_Exercise_: Rescale the listing from the line containing "Locate bird's lower beak." through the line containing "[99,152,266,247]", both lines included, and write out only those lines, requests included. Multiply every bounding-box coordinate in the answers by 0.4 and round each to a whole number, with halves rounded up.

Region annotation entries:
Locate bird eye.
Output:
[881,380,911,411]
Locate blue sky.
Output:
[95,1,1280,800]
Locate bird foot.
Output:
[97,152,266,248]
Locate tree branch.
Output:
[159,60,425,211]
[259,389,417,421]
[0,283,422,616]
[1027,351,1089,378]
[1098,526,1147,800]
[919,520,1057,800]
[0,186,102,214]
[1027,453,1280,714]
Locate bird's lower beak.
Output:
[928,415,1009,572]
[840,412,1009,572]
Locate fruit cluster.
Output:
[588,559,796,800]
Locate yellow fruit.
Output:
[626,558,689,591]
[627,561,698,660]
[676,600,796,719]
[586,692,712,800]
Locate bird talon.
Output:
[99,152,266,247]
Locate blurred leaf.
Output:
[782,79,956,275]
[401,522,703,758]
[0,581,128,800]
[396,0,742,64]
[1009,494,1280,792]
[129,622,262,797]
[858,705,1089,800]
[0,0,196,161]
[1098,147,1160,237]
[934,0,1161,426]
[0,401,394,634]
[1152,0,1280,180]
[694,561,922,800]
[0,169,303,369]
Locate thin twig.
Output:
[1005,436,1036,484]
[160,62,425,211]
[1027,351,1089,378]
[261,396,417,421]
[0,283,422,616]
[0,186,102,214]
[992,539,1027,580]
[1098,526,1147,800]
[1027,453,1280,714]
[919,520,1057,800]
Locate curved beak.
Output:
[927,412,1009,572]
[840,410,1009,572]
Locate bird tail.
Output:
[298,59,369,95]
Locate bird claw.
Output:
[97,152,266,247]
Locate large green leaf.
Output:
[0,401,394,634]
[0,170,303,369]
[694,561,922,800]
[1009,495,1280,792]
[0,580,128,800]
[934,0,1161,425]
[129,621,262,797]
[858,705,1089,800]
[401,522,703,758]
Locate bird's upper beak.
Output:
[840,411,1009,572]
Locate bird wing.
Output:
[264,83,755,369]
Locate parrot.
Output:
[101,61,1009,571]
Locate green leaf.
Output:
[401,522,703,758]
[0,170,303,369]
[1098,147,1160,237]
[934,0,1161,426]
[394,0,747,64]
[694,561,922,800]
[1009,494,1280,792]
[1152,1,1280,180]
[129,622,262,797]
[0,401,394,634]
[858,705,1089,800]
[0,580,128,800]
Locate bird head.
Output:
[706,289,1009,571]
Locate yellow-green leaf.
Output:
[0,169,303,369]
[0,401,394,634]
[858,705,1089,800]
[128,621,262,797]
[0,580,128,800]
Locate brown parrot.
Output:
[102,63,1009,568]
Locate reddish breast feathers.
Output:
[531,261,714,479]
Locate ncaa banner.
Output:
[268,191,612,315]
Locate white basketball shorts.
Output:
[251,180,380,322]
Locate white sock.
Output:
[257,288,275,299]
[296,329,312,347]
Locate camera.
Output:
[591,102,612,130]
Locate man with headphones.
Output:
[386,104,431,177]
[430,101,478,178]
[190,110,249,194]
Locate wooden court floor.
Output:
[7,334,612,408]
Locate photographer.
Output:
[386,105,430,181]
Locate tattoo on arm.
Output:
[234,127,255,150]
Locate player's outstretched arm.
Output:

_Response to the exercise_:
Locate bird's lower beak.
Output:
[371,166,404,229]
[336,165,404,229]
Locate fruit cluster.
Output:
[235,224,318,320]
Locate yellow fruit.
Output:
[250,223,276,236]
[251,224,279,264]
[270,240,318,288]
[234,277,285,320]
Locate bird talon.
Output:
[40,61,106,99]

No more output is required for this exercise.